Stated task:
Put the lines of the records below into a numbered list, leaving out blank lines. Include only those starting at the line containing "As a courtesy, could you identify the stubble" and ending at the line containing "[590,32,622,62]".

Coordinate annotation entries
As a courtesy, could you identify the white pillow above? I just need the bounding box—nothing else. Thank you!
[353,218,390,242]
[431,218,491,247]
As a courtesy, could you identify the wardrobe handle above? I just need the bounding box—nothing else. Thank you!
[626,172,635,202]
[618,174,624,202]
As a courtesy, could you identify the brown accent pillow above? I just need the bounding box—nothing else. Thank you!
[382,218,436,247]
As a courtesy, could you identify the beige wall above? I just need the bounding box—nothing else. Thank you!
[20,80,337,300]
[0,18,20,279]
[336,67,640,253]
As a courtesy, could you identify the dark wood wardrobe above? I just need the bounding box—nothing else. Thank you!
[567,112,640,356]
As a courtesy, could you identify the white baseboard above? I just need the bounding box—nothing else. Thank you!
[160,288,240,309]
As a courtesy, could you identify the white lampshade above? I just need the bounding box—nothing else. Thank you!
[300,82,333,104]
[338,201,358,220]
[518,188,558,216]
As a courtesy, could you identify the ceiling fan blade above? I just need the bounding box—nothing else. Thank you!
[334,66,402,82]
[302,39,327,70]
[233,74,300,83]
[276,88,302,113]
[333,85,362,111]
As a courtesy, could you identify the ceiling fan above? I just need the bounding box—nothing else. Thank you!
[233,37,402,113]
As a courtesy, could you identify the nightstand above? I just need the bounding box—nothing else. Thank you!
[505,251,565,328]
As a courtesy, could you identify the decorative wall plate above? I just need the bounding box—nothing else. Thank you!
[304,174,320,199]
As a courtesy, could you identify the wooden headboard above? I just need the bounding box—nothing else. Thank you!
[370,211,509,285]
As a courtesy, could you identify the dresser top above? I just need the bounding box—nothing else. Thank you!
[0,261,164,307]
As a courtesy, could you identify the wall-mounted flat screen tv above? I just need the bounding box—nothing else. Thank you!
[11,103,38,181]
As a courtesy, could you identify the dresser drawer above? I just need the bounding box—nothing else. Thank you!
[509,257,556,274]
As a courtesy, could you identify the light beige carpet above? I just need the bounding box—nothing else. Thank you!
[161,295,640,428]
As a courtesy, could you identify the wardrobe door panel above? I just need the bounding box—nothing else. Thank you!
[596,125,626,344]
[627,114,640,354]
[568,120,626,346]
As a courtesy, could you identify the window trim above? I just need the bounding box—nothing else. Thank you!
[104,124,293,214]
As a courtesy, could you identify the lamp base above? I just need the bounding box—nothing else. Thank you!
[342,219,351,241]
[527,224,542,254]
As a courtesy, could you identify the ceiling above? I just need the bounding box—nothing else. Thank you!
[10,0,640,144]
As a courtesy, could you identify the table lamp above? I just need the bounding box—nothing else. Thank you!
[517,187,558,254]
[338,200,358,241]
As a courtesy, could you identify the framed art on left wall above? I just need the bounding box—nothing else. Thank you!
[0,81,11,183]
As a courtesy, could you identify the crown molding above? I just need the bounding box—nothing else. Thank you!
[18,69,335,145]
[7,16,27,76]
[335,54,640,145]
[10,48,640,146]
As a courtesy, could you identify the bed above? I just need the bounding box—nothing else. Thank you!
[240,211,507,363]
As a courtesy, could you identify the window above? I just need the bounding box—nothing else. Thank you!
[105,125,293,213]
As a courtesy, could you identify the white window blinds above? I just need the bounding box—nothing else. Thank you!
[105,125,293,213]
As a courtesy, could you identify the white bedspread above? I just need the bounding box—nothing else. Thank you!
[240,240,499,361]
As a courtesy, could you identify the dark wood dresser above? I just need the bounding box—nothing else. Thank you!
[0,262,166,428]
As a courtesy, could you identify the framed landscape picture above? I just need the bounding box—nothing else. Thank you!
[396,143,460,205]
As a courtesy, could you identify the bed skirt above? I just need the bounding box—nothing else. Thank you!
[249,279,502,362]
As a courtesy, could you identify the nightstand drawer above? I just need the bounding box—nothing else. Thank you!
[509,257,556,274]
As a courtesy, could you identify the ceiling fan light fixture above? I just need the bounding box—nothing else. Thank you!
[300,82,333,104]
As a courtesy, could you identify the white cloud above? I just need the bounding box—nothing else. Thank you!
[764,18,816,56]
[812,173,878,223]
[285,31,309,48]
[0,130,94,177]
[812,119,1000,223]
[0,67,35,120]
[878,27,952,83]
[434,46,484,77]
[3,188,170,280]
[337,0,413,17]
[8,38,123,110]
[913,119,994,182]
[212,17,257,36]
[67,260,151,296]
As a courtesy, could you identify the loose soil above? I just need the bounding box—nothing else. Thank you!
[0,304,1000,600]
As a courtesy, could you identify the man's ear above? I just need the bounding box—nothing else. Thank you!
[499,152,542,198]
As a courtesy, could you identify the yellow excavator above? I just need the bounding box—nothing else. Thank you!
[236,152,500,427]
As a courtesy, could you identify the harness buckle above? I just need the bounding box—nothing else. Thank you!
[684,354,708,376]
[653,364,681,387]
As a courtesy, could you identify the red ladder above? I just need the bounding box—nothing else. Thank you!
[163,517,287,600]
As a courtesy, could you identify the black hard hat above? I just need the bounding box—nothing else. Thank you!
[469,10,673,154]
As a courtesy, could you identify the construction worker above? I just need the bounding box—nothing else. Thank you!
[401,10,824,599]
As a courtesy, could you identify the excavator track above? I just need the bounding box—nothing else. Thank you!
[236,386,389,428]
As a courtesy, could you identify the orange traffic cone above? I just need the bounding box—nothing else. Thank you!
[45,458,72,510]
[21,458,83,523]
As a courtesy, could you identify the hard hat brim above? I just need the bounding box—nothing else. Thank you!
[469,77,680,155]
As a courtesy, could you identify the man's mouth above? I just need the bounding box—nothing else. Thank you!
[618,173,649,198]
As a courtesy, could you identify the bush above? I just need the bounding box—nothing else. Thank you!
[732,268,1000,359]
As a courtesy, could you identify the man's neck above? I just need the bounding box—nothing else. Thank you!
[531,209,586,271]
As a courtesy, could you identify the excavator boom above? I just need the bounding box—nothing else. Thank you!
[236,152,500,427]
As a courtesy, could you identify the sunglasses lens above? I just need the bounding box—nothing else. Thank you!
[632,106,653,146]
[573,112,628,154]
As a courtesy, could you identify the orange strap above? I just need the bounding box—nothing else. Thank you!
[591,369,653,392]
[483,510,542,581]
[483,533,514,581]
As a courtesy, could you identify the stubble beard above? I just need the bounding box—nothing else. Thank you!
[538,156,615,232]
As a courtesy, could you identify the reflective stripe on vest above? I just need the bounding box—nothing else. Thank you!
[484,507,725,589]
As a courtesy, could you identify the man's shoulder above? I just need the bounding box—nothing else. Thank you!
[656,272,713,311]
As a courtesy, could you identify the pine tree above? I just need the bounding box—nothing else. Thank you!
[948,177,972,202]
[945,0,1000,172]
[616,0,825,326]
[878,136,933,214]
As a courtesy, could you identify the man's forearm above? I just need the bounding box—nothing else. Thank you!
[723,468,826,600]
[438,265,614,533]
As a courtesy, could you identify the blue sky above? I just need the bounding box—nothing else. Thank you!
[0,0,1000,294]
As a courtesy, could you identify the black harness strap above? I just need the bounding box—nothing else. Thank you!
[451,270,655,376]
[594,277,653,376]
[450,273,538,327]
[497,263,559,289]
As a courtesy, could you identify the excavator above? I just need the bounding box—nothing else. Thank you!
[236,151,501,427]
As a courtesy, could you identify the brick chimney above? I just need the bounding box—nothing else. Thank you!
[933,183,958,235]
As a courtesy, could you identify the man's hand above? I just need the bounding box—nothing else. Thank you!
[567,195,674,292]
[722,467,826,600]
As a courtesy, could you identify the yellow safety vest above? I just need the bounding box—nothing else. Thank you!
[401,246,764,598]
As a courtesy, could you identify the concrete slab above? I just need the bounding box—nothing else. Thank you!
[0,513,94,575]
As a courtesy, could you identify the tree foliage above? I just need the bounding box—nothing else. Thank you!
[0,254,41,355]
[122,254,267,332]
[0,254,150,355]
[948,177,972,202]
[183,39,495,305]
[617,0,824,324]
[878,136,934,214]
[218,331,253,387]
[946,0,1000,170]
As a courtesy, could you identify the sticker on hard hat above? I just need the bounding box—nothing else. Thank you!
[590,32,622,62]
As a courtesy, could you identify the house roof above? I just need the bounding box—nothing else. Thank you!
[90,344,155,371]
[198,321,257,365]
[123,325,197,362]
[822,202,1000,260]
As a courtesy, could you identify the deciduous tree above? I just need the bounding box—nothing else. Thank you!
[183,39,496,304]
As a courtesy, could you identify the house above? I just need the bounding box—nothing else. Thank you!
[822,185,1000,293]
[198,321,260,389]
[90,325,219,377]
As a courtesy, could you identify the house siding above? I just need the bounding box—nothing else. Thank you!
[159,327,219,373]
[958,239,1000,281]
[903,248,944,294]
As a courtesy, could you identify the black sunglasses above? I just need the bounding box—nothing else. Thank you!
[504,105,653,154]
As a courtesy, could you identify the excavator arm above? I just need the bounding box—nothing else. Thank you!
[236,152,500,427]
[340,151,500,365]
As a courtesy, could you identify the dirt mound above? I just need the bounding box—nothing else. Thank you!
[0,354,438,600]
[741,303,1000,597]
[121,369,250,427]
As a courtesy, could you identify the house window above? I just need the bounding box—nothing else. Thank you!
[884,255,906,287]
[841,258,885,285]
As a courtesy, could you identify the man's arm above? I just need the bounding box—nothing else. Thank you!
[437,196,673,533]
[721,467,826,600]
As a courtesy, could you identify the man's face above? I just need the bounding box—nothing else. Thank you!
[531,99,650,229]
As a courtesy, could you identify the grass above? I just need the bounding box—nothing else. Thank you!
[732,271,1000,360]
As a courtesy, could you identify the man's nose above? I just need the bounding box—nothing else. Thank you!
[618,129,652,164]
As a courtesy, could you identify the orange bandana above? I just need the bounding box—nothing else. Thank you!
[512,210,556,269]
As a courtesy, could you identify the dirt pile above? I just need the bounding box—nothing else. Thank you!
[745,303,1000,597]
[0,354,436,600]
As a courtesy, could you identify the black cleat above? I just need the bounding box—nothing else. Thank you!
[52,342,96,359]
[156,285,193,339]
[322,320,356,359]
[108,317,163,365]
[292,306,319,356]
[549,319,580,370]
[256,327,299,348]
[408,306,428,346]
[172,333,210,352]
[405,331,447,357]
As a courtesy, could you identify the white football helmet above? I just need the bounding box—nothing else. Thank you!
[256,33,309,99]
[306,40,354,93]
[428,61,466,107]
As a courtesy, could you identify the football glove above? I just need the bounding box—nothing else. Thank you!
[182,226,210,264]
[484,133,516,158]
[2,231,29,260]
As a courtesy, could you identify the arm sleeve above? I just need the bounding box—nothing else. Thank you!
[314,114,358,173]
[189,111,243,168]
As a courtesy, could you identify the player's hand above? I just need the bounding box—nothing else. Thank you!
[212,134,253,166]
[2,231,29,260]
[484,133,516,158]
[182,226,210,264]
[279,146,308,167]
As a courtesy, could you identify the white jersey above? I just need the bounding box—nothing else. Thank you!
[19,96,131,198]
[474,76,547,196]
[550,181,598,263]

Response to the exercise:
1. As a courtesy, could you identify the stubble beard above? I just need the bounding box—nothing else. Thank you!
2. [538,156,615,232]
3. As a courtesy, could you identify the reflective stripe on vest above? I just need the bounding box—nothing else. Thank you!
4. [484,507,725,589]
5. As a courtesy, could you identify the man's shoulder above? I just need the bounding box—nothing else. Thank you!
6. [656,272,713,311]
7. As a courtesy, could you identify the pine tree above? I just need the bounding box—nothing else. Thank you!
8. [948,177,972,202]
9. [945,0,1000,172]
10. [616,0,825,326]
11. [878,136,933,214]
12. As a courtesy, could you identify the man's forearm above? I just need the bounding box—nothing else. Thank you!
13. [723,468,826,600]
14. [438,265,614,533]
15. As a courtesy, could you identify the blue sky above? I just need the bounding box—nothing else. Thank you!
16. [0,0,1000,294]
17. As a courtesy, could you identify the black harness strap above? I just need the bounding box—nothing else. Thank you!
18. [451,270,655,376]
19. [594,277,653,376]
20. [450,273,538,327]
21. [497,263,559,289]
22. As a courtesy, could you identify the excavator above? I just need the bounding box—nothing else. Thank you!
23. [236,151,501,427]
24. As a courtesy, could you identify the brick chimney above? I just need the bounding box—nothing else. Thank you!
25. [933,183,958,235]
26. As a courtesy, could you identify the man's hand above? I just need the bounding box—nothing else. Thank you!
27. [567,195,674,292]
28. [722,467,826,600]
29. As a courtesy, could you identify the yellow safety vest above? I just need the bounding box—nothing else. Thank you!
30. [401,246,764,598]
31. As a courtesy, could you identify the concrete slab above? I just need the bounding box—nothing else. Thank you!
32. [0,513,94,575]
33. As a courtesy, could you identify the tree foliage above? I just need the bounding box—nothing else. Thank you!
34. [0,254,41,355]
35. [122,254,267,332]
36. [0,254,150,355]
37. [948,177,972,202]
38. [183,39,495,305]
39. [617,0,824,324]
40. [878,136,934,214]
41. [218,331,253,387]
42. [946,0,1000,170]
43. As a courtesy, could you identify the sticker on hard hat above? I just need the bounding box—nothing else. Thank you!
44. [590,32,622,62]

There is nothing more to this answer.